Task material:
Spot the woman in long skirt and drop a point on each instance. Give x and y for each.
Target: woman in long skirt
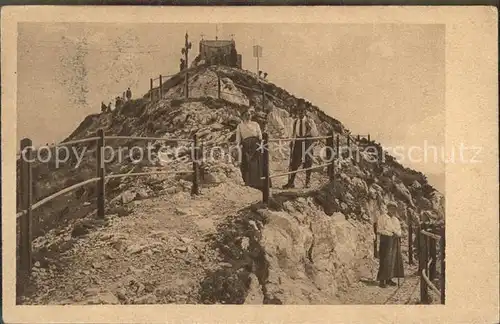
(385, 232)
(249, 137)
(397, 256)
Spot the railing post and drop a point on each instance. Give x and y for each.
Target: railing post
(265, 167)
(433, 256)
(422, 266)
(101, 174)
(195, 157)
(410, 242)
(186, 86)
(442, 284)
(338, 146)
(263, 99)
(151, 89)
(218, 86)
(26, 202)
(161, 88)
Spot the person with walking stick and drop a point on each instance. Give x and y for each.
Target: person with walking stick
(303, 129)
(397, 256)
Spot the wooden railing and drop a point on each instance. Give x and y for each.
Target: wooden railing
(428, 258)
(26, 180)
(25, 217)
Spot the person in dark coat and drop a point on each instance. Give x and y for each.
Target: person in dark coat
(233, 56)
(397, 256)
(303, 127)
(385, 233)
(129, 94)
(249, 137)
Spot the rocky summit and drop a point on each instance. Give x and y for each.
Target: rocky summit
(158, 244)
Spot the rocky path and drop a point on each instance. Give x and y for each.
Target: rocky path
(367, 291)
(157, 254)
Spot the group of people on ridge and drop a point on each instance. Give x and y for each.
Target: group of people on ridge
(119, 101)
(249, 139)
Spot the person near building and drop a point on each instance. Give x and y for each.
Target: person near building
(303, 128)
(129, 94)
(397, 256)
(248, 139)
(385, 232)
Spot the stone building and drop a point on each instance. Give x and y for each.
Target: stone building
(219, 52)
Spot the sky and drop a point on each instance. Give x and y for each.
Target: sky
(387, 80)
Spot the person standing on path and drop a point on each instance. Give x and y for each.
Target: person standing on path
(302, 129)
(129, 94)
(397, 256)
(385, 232)
(249, 138)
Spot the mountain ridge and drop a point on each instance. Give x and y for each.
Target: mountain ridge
(280, 253)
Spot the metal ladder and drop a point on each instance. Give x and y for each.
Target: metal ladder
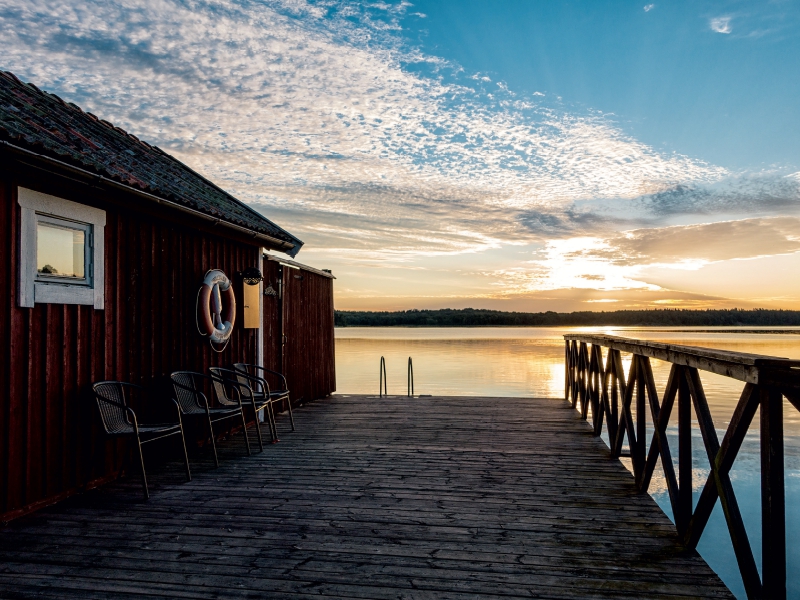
(382, 391)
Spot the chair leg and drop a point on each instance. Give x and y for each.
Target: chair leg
(244, 431)
(185, 456)
(141, 464)
(258, 427)
(291, 416)
(273, 429)
(213, 441)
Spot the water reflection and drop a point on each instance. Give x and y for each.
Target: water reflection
(529, 362)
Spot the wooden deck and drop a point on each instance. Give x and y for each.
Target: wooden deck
(372, 498)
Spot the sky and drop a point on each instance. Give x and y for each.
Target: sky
(516, 155)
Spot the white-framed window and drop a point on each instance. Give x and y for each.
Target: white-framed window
(61, 251)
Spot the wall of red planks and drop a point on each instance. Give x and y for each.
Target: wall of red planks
(50, 440)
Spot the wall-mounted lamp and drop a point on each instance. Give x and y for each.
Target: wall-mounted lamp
(252, 276)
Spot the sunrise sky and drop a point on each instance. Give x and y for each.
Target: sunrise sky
(519, 155)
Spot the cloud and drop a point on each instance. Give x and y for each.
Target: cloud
(707, 242)
(720, 24)
(323, 117)
(312, 110)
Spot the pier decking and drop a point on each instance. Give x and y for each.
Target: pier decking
(372, 498)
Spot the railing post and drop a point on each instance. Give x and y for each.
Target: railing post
(567, 367)
(773, 509)
(382, 379)
(410, 377)
(684, 512)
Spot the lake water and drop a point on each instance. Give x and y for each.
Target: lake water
(529, 361)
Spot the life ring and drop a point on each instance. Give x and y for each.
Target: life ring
(215, 318)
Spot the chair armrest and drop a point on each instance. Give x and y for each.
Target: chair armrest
(285, 385)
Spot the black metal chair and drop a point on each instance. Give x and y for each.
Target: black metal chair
(119, 420)
(192, 400)
(263, 389)
(227, 379)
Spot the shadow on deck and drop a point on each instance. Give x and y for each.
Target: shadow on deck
(372, 498)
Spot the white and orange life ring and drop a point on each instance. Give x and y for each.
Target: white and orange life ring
(215, 316)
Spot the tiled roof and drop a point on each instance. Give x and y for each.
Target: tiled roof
(43, 123)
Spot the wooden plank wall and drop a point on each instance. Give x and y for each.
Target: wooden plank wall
(50, 440)
(309, 361)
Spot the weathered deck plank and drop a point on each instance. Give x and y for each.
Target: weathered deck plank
(372, 498)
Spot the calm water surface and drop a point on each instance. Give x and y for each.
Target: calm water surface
(529, 361)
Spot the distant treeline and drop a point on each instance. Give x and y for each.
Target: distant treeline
(470, 317)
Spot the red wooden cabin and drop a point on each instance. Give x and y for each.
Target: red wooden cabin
(105, 240)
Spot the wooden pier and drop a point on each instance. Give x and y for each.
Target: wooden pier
(372, 498)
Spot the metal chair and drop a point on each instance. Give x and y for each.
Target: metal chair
(263, 388)
(226, 379)
(119, 420)
(192, 400)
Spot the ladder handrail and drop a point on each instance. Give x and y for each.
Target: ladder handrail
(382, 379)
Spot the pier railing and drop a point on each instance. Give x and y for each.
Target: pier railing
(625, 402)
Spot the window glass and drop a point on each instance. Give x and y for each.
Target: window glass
(60, 249)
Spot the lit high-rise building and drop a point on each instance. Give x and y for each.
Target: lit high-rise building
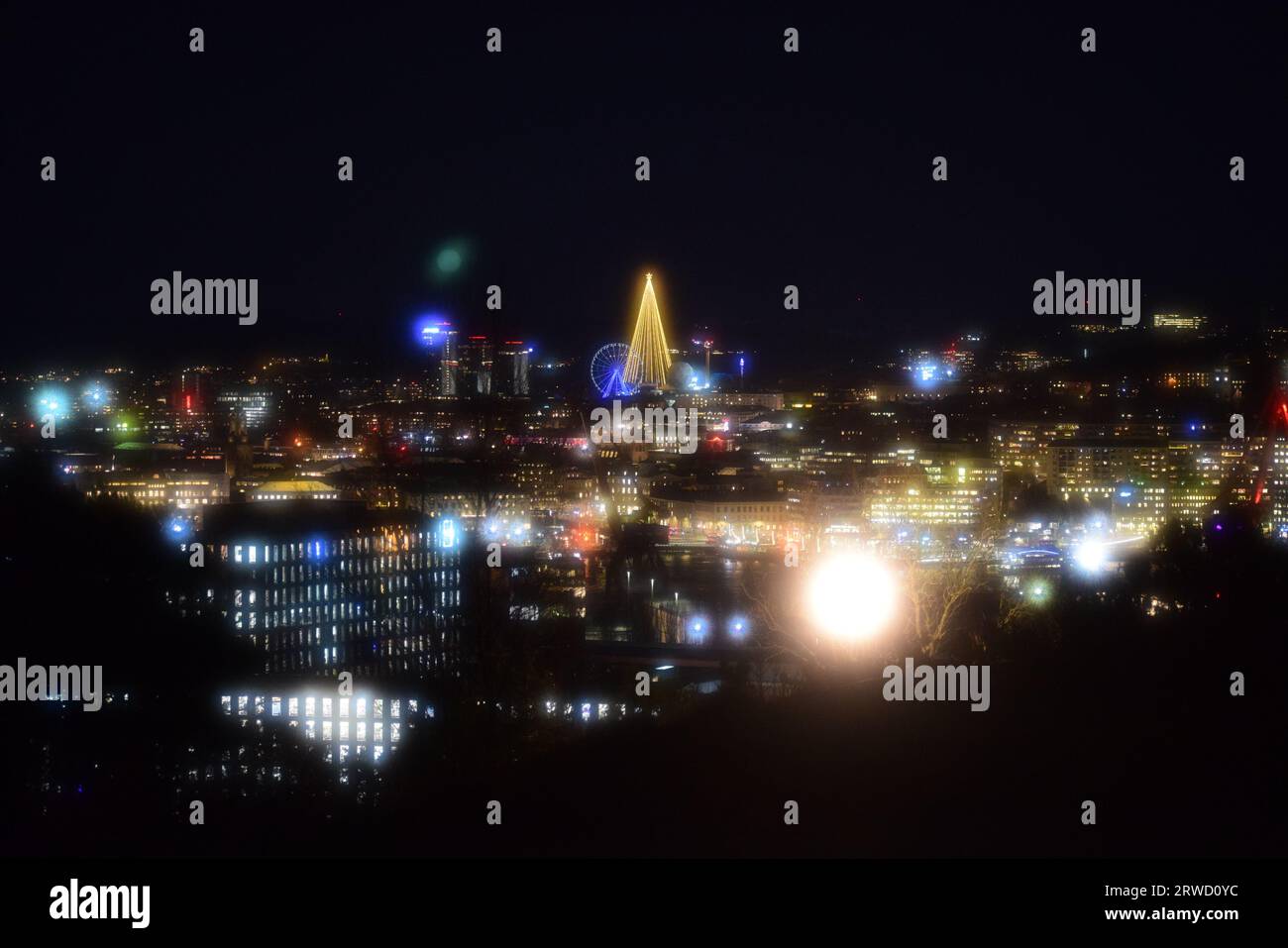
(510, 369)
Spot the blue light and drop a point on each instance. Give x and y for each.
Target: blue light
(432, 330)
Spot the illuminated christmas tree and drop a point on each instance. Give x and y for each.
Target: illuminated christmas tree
(648, 360)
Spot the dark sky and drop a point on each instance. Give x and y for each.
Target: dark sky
(767, 168)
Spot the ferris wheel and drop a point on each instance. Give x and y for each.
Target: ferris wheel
(608, 369)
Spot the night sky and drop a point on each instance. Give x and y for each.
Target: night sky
(767, 168)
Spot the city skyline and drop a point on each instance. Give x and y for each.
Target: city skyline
(665, 432)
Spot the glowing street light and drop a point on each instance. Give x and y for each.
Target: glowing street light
(851, 596)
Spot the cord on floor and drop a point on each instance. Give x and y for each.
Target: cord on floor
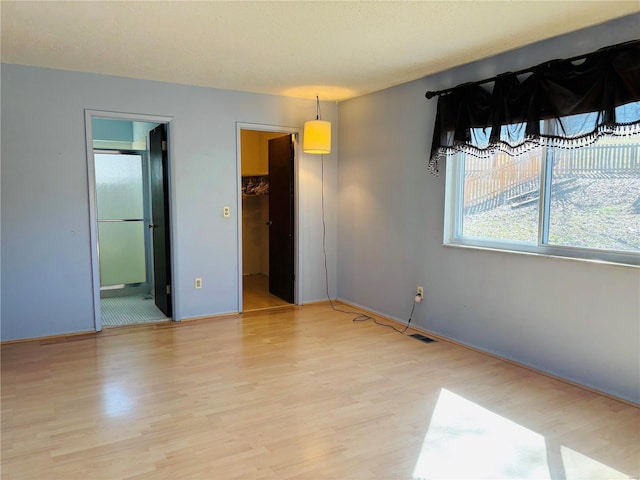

Task prompt:
Turn every line of the rows above into a JSON list of strings, one string per line, with blank lines and the pictures left out.

Task output:
[
  "Spot the woman in long skirt and drop a point on each instance. Give x and y for each.",
  "Target: woman in long skirt",
  "(385, 232)",
  "(249, 137)",
  "(397, 256)",
  "Spot the railing post and drop a point on each instance. Give x and y for each.",
  "Target: railing post",
  "(265, 167)",
  "(433, 256)",
  "(422, 266)",
  "(101, 174)",
  "(195, 157)",
  "(410, 242)",
  "(186, 86)",
  "(442, 284)",
  "(338, 146)",
  "(263, 99)",
  "(151, 89)",
  "(218, 86)",
  "(26, 202)",
  "(161, 88)",
  "Spot the person with walking stick and drop a point on each instance. Give x and y for each.",
  "Target: person with walking stick",
  "(303, 129)",
  "(397, 256)",
  "Spot the wooden railing and drop a point on each instance. Give x and y for each.",
  "Target: wooden railing",
  "(428, 258)",
  "(26, 180)",
  "(25, 217)",
  "Spot the person in dark coat and drop a point on each instance. Give x and y for each.",
  "Target: person in dark coat",
  "(233, 56)",
  "(397, 256)",
  "(303, 127)",
  "(385, 233)",
  "(129, 94)",
  "(249, 137)",
  "Spot the rocky summit and drop a point on each instance. Give x and y for each.",
  "Target: rocky summit",
  "(158, 244)",
  "Spot the rocky path and drop a point on each instance. Give x and y for each.",
  "Target: rocky path",
  "(367, 291)",
  "(157, 254)",
  "Spot the group of people on ridge and drop a point on each instance. Give x and y for each.",
  "Target: group of people on ridge",
  "(119, 101)",
  "(249, 139)",
  "Spot the person near building and drop a point on each instance. Give x and y for each.",
  "Target: person near building",
  "(303, 128)",
  "(129, 94)",
  "(397, 256)",
  "(248, 139)",
  "(385, 232)",
  "Spot the stone building and drop a point on each instance. Give x and y for each.",
  "Target: stone building",
  "(219, 52)",
  "Spot the sky and drop a point on each instance. Give x and y for each.",
  "Target: sky",
  "(387, 80)",
  "Spot the person standing on path and drop a point on each instance. Give x and y for each.",
  "Target: person standing on path",
  "(302, 129)",
  "(129, 94)",
  "(397, 256)",
  "(385, 232)",
  "(249, 138)",
  "Spot the mountain ridge and drop a point on each instance. Give x and y for each.",
  "Target: mountain ridge",
  "(280, 253)",
  "Spot the metal ladder and drop a point on each instance. Give x and y for each.",
  "Target: metal ladder",
  "(382, 391)",
  "Spot the chair leg and drop a point on each instance. Give x and y for each.",
  "Target: chair leg",
  "(244, 431)",
  "(185, 456)",
  "(141, 464)",
  "(258, 427)",
  "(291, 416)",
  "(273, 429)",
  "(213, 441)",
  "Spot the water reflection and drop a point on each instance. Give x and y for each.",
  "Target: water reflection",
  "(529, 362)",
  "Spot the wooden deck and drop a point on each instance. Give x and y for each.",
  "Target: wooden deck",
  "(372, 498)",
  "Spot the sky and drop a point on each instance. Give x and y for each.",
  "Target: sky",
  "(516, 155)",
  "Spot the white-framed window and drop a point on each instance. Give x and y for each.",
  "Target: white-framed window",
  "(61, 251)",
  "Spot the wall of red planks and drop a point on each instance. Give x and y for each.",
  "Target: wall of red planks",
  "(50, 440)",
  "Spot the wall-mounted lamp and drop a point on each instance. Give x and y for each.",
  "Target: wall-mounted lamp",
  "(252, 276)",
  "Spot the sunrise sky and drop a point on each instance. Give x and y for each.",
  "Target: sunrise sky",
  "(519, 155)",
  "Spot the cloud and drop a point on each instance. Give x and y for each.",
  "Target: cloud",
  "(707, 242)",
  "(720, 24)",
  "(323, 117)",
  "(312, 110)",
  "Spot the pier decking and drop a point on each instance. Give x and y for each.",
  "Target: pier decking",
  "(372, 498)",
  "Spot the railing post and drop a point on each instance. Give x and y for each.",
  "Target: railing post",
  "(567, 367)",
  "(773, 509)",
  "(382, 379)",
  "(410, 377)",
  "(684, 512)",
  "Spot the lake water and drop a point on each instance. Give x and y for each.",
  "Target: lake water",
  "(529, 361)",
  "Spot the life ring and drop a point on each instance. Give x and y for each.",
  "Target: life ring",
  "(215, 318)",
  "Spot the chair armrest and drop a point on each instance. Give x and y for each.",
  "Target: chair armrest",
  "(285, 385)",
  "Spot the black metal chair and drop a point on each instance. Give x and y for each.",
  "Target: black metal chair",
  "(119, 420)",
  "(192, 400)",
  "(263, 389)",
  "(227, 379)",
  "Spot the shadow on deck and drop a point on each instance. Give x and y for each.",
  "Target: shadow on deck",
  "(372, 498)",
  "Spot the white and orange life ring and drop a point on each instance. Give x and y for each.",
  "Target: white and orange life ring",
  "(215, 316)",
  "Spot the tiled roof and drop a point on each instance. Give x and y for each.",
  "Target: tiled roof",
  "(43, 123)",
  "Spot the wooden plank wall and drop a point on each instance. Give x and y for each.",
  "Target: wooden plank wall",
  "(50, 440)",
  "(309, 361)",
  "Spot the weathered deck plank and drop a point on each instance. Give x and y for each.",
  "Target: weathered deck plank",
  "(372, 498)",
  "Spot the calm water surface and drop a point on each instance. Give x and y for each.",
  "Target: calm water surface",
  "(529, 361)",
  "Spot the distant treeline and drop a point on each instance. Give x and y for each.",
  "Target: distant treeline",
  "(470, 317)",
  "Spot the red wooden cabin and drop a point on each instance. Give x and y for each.",
  "Target: red wooden cabin",
  "(105, 240)",
  "Spot the wooden pier and drop a point on each instance. Give x and y for each.",
  "Target: wooden pier",
  "(372, 498)",
  "Spot the metal chair and drop a point on each instance. Give x and y for each.",
  "Target: metal chair",
  "(263, 388)",
  "(226, 379)",
  "(119, 420)",
  "(192, 400)",
  "Spot the ladder handrail and drop a point on each instance. Give x and y for each.",
  "Target: ladder handrail",
  "(382, 379)",
  "Spot the pier railing and drop a point on each instance. Give x and y for each.",
  "Target: pier railing",
  "(625, 402)",
  "Spot the window glass and drop a point on each instance. Give x and y for each.",
  "Target: window glass",
  "(60, 249)",
  "Spot the lit high-rise building and drop a point on each instance. Give x and y for each.",
  "Target: lit high-rise building",
  "(510, 369)",
  "Spot the blue light and drop a point on each instance. Give x and y for each.",
  "Target: blue light",
  "(432, 330)",
  "Spot the illuminated christmas tree and drop a point on each instance. Give x and y for each.",
  "Target: illuminated christmas tree",
  "(648, 360)",
  "Spot the dark sky and drop a point on each instance. Give x and y for each.",
  "Target: dark sky",
  "(767, 168)",
  "Spot the ferris wheel and drop a point on each instance. Give x and y for each.",
  "Target: ferris wheel",
  "(608, 369)",
  "Spot the night sky and drop a point on each instance. Give x and y for each.",
  "Target: night sky",
  "(767, 168)",
  "Spot the city skyline and drop a point on each instance. Give x and y for each.",
  "Target: city skyline",
  "(665, 432)",
  "Spot the glowing street light and drop a point on each instance. Give x and y for each.",
  "Target: glowing street light",
  "(851, 596)",
  "Spot the cord on floor and drop a point on each instance. Give x and y for each.",
  "Target: cord on floor"
]